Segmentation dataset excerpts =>
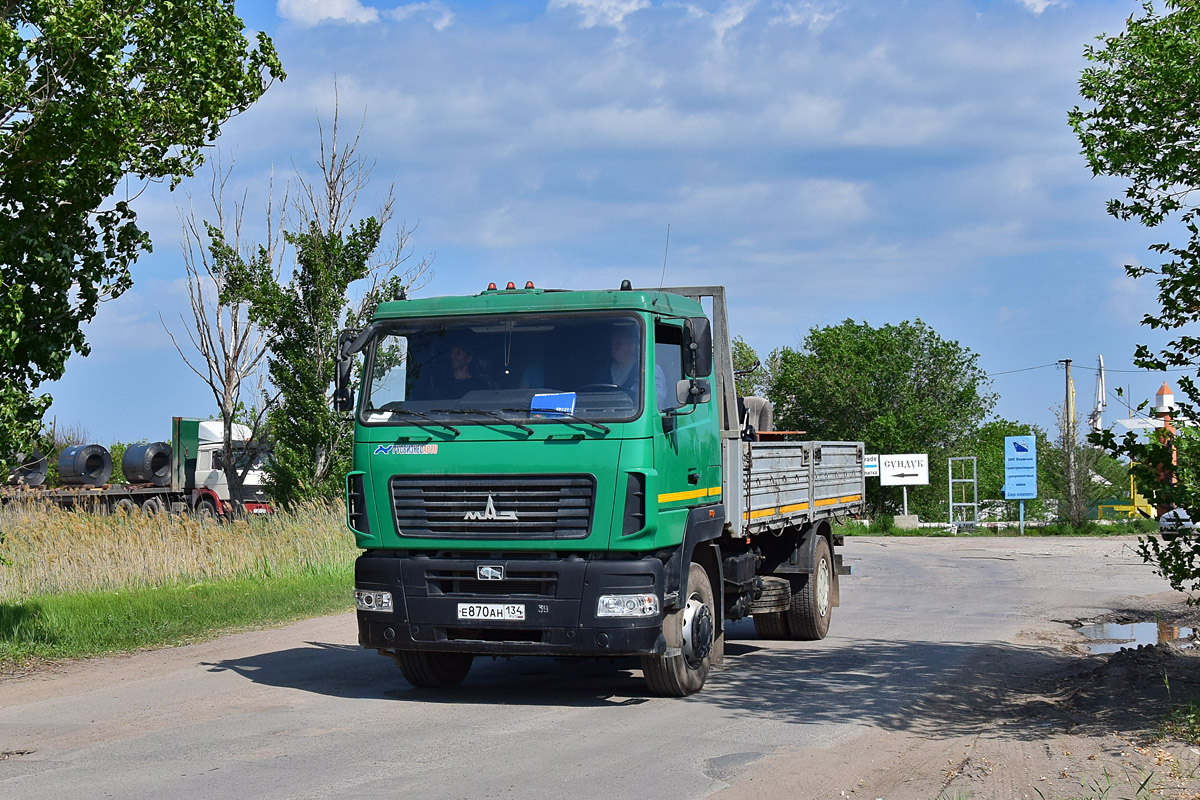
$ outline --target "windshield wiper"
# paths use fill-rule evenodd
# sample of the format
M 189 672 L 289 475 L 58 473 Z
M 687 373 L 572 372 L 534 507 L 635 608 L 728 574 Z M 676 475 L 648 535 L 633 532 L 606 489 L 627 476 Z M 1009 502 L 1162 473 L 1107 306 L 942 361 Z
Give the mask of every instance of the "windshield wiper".
M 521 413 L 521 414 L 533 414 L 533 410 L 528 409 L 528 408 L 505 408 L 505 409 L 500 409 L 500 410 L 502 411 L 517 411 L 517 413 Z M 582 422 L 583 425 L 590 425 L 593 427 L 600 428 L 605 433 L 612 433 L 612 428 L 610 428 L 607 425 L 604 425 L 602 422 L 593 422 L 592 420 L 586 420 L 582 416 L 575 416 L 570 411 L 558 411 L 558 410 L 550 410 L 550 409 L 547 409 L 547 410 L 545 410 L 545 414 L 556 414 L 556 415 L 558 415 L 558 416 L 560 416 L 563 419 L 566 419 L 566 420 L 575 420 L 576 422 Z M 545 419 L 553 420 L 554 417 L 547 416 Z
M 509 410 L 515 410 L 515 409 L 504 409 L 504 410 L 509 411 Z M 510 420 L 508 417 L 500 416 L 496 411 L 488 411 L 486 408 L 436 408 L 436 409 L 433 409 L 433 413 L 434 414 L 482 414 L 485 416 L 492 417 L 493 420 L 499 420 L 500 422 L 503 422 L 505 425 L 511 425 L 511 426 L 515 426 L 517 428 L 521 428 L 522 431 L 524 431 L 529 435 L 533 435 L 533 433 L 534 433 L 533 428 L 530 428 L 529 426 L 521 425 L 516 420 Z
M 456 437 L 460 433 L 462 433 L 462 431 L 460 431 L 458 428 L 454 427 L 452 425 L 446 425 L 445 422 L 442 422 L 440 420 L 434 420 L 428 414 L 422 414 L 421 411 L 414 411 L 410 408 L 388 408 L 389 405 L 391 405 L 391 403 L 385 403 L 383 407 L 379 408 L 379 410 L 380 411 L 385 411 L 388 414 L 409 414 L 412 416 L 419 416 L 422 420 L 425 420 L 426 422 L 432 422 L 433 425 L 442 426 L 443 428 L 445 428 L 450 433 L 455 434 Z M 420 422 L 410 422 L 409 425 L 420 425 Z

WORK INSTRUCTIONS => Rewrite the lines of all the records above, swapping "windshield wiper" for "rear wiper" and keeping everything else the same. Leave the pictures out of your answer.

ANSWER FOR THIS EXERCISE =>
$ outline --target "rear wiper"
# paths use fill-rule evenodd
# sample of the format
M 189 672 L 289 475 L 58 473 Z
M 687 373 L 572 372 L 534 507 L 635 608 L 728 574 Z M 676 475 L 648 535 L 633 532 L 606 489 L 627 476 Z M 1009 502 L 1162 473 L 1107 306 L 942 361 Z
Give the mask of every instance of the "rear wiper".
M 521 413 L 521 414 L 533 414 L 533 410 L 528 409 L 528 408 L 505 408 L 505 409 L 500 409 L 500 410 L 502 411 L 517 411 L 517 413 Z M 582 422 L 583 425 L 590 425 L 593 427 L 600 428 L 605 433 L 612 433 L 612 428 L 610 428 L 607 425 L 604 425 L 602 422 L 593 422 L 592 420 L 586 420 L 582 416 L 575 416 L 570 411 L 558 411 L 558 410 L 550 410 L 550 409 L 547 409 L 547 410 L 545 410 L 545 414 L 556 414 L 556 415 L 558 415 L 558 416 L 560 416 L 563 419 L 566 419 L 566 420 L 575 420 L 576 422 Z M 545 419 L 553 420 L 554 417 L 547 416 Z
M 509 410 L 515 410 L 515 409 L 504 409 L 504 410 L 509 411 Z M 510 420 L 508 417 L 500 416 L 496 411 L 488 411 L 486 408 L 436 408 L 436 409 L 433 409 L 433 413 L 434 414 L 482 414 L 485 416 L 492 417 L 493 420 L 499 420 L 500 422 L 503 422 L 505 425 L 511 425 L 511 426 L 515 426 L 517 428 L 521 428 L 522 431 L 524 431 L 529 435 L 533 435 L 533 433 L 534 433 L 533 428 L 530 428 L 529 426 L 521 425 L 516 420 Z
M 456 437 L 460 433 L 462 433 L 462 431 L 460 431 L 458 428 L 454 427 L 452 425 L 446 425 L 445 422 L 442 422 L 440 420 L 434 420 L 428 414 L 422 414 L 421 411 L 414 411 L 410 408 L 388 408 L 389 405 L 391 405 L 391 403 L 385 403 L 383 407 L 379 408 L 379 410 L 380 411 L 385 411 L 388 414 L 409 414 L 412 416 L 419 416 L 422 420 L 425 420 L 426 422 L 432 422 L 433 425 L 442 426 L 443 428 L 445 428 L 450 433 L 455 434 Z M 420 422 L 410 422 L 409 425 L 420 425 Z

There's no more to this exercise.